The exercise
Copy the data verbatim, starting at the line containing "Query: <item>rocky cliff</item>" and running through the very end of the data, with both the starting line and the last line included.

Dataset

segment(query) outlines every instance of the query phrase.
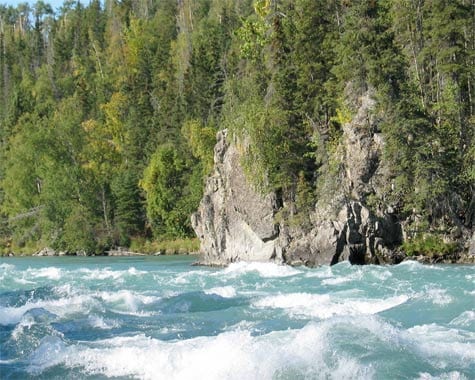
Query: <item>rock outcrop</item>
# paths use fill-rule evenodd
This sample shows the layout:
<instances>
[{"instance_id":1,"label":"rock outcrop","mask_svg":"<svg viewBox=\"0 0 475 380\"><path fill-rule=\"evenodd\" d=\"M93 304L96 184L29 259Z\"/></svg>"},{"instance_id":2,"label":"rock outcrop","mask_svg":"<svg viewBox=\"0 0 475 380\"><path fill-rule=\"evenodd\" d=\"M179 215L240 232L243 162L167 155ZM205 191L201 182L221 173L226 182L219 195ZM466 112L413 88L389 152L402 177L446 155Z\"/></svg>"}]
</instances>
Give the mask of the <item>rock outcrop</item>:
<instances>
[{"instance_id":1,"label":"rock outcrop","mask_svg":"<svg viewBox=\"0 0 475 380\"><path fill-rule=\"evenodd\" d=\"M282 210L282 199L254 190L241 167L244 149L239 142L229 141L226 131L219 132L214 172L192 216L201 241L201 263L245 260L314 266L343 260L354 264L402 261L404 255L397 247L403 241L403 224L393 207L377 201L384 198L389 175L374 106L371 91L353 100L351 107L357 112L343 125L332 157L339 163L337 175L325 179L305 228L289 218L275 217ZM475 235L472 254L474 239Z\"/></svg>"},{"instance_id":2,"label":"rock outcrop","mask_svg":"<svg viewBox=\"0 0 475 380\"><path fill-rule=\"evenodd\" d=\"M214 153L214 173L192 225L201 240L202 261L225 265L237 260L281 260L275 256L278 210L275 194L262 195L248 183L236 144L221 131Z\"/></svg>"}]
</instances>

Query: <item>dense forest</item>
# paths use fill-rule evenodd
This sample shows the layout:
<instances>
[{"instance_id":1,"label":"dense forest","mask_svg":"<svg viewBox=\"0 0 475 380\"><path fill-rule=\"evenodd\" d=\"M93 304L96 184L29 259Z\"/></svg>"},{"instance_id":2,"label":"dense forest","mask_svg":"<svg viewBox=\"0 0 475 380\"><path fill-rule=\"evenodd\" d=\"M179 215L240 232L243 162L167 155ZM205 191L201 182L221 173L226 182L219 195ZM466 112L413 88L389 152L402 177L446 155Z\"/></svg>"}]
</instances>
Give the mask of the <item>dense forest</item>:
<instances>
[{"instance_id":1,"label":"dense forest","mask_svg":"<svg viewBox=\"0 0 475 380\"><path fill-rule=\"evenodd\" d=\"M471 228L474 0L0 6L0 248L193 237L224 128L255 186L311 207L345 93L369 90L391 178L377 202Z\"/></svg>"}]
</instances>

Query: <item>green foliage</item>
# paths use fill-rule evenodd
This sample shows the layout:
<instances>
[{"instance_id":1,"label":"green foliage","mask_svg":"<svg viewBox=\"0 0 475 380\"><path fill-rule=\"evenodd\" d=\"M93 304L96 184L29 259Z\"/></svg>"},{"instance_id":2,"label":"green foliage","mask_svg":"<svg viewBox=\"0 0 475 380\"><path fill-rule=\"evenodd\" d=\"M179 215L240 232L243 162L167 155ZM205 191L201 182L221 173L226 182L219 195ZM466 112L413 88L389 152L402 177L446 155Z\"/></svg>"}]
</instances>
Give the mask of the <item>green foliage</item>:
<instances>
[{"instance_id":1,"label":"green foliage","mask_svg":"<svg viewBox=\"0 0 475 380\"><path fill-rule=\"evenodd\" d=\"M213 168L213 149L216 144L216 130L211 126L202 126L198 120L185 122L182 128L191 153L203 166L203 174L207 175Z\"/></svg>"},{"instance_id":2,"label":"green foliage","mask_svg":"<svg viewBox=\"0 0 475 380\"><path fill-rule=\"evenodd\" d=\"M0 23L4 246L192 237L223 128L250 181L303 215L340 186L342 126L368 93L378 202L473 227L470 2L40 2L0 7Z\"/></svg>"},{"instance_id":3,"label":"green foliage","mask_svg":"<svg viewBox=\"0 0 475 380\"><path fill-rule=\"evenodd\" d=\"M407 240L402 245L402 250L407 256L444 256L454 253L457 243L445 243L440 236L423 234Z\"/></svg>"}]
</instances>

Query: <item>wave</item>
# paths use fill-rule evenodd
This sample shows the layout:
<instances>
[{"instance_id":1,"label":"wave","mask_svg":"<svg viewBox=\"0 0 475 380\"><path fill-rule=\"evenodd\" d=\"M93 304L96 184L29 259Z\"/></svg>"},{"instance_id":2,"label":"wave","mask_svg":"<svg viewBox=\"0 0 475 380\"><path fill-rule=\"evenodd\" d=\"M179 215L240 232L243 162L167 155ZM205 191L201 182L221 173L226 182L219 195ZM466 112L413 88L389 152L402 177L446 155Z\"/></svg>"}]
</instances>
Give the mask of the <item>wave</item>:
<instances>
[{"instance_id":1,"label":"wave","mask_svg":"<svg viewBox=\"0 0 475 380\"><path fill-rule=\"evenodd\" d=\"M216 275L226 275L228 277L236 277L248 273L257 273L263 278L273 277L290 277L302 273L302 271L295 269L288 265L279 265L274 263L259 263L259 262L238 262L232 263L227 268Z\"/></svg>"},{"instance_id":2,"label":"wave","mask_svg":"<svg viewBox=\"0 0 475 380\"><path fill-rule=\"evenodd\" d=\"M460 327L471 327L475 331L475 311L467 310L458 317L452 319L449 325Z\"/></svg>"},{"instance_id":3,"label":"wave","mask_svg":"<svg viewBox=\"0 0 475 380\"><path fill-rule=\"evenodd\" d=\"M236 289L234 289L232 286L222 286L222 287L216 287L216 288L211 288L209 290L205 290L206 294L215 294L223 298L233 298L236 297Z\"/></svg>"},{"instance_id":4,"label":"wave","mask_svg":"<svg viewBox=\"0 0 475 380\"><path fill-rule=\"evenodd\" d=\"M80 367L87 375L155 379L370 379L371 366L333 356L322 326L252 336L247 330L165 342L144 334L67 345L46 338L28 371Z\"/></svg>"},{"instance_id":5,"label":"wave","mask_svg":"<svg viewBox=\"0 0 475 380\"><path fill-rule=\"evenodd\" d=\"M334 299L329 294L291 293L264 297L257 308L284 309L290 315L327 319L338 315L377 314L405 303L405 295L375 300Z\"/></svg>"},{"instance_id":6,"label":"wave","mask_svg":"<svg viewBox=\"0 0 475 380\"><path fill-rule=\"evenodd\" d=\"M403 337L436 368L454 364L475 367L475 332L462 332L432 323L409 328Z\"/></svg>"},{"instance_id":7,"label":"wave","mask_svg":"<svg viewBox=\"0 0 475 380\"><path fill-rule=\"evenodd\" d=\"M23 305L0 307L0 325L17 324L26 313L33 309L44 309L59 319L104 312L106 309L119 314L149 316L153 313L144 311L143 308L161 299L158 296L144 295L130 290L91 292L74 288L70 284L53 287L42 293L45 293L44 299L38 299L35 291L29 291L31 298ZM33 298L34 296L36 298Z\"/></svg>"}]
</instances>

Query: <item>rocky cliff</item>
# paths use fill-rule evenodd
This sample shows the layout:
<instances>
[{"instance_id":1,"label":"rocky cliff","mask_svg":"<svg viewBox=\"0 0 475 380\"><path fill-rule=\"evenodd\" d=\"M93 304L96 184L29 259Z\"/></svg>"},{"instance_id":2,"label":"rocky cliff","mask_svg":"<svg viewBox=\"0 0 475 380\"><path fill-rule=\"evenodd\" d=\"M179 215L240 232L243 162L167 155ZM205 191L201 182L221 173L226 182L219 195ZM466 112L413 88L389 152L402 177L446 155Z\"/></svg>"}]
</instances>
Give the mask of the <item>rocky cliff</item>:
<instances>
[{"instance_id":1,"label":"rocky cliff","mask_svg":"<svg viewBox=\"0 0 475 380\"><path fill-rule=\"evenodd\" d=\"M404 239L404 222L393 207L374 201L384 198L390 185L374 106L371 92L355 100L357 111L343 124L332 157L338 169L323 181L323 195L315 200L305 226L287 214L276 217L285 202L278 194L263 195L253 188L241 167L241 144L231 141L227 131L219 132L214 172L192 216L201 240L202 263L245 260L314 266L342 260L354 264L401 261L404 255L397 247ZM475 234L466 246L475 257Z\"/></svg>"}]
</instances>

Exercise answer
Query: <item>rocky cliff</item>
# paths use fill-rule evenodd
This sample shows the layout:
<instances>
[{"instance_id":1,"label":"rocky cliff","mask_svg":"<svg viewBox=\"0 0 475 380\"><path fill-rule=\"evenodd\" d=\"M93 304L96 184L29 259Z\"/></svg>"},{"instance_id":2,"label":"rocky cliff","mask_svg":"<svg viewBox=\"0 0 475 380\"><path fill-rule=\"evenodd\" d=\"M179 215L240 232L243 162L167 155ZM205 191L201 182L221 173L226 182L219 195ZM466 112L413 88L389 152L402 177L446 155Z\"/></svg>"}]
</instances>
Give the mask of the <item>rocky cliff</item>:
<instances>
[{"instance_id":1,"label":"rocky cliff","mask_svg":"<svg viewBox=\"0 0 475 380\"><path fill-rule=\"evenodd\" d=\"M404 239L404 222L393 207L374 201L384 198L390 185L374 106L371 92L355 100L357 111L343 124L332 157L338 169L323 181L323 195L315 200L305 226L287 214L276 217L285 202L278 194L263 195L253 188L241 167L241 144L231 141L227 131L219 132L214 172L192 216L201 240L202 263L245 260L314 266L342 260L354 264L401 261L404 255L397 247ZM475 234L466 246L475 257Z\"/></svg>"}]
</instances>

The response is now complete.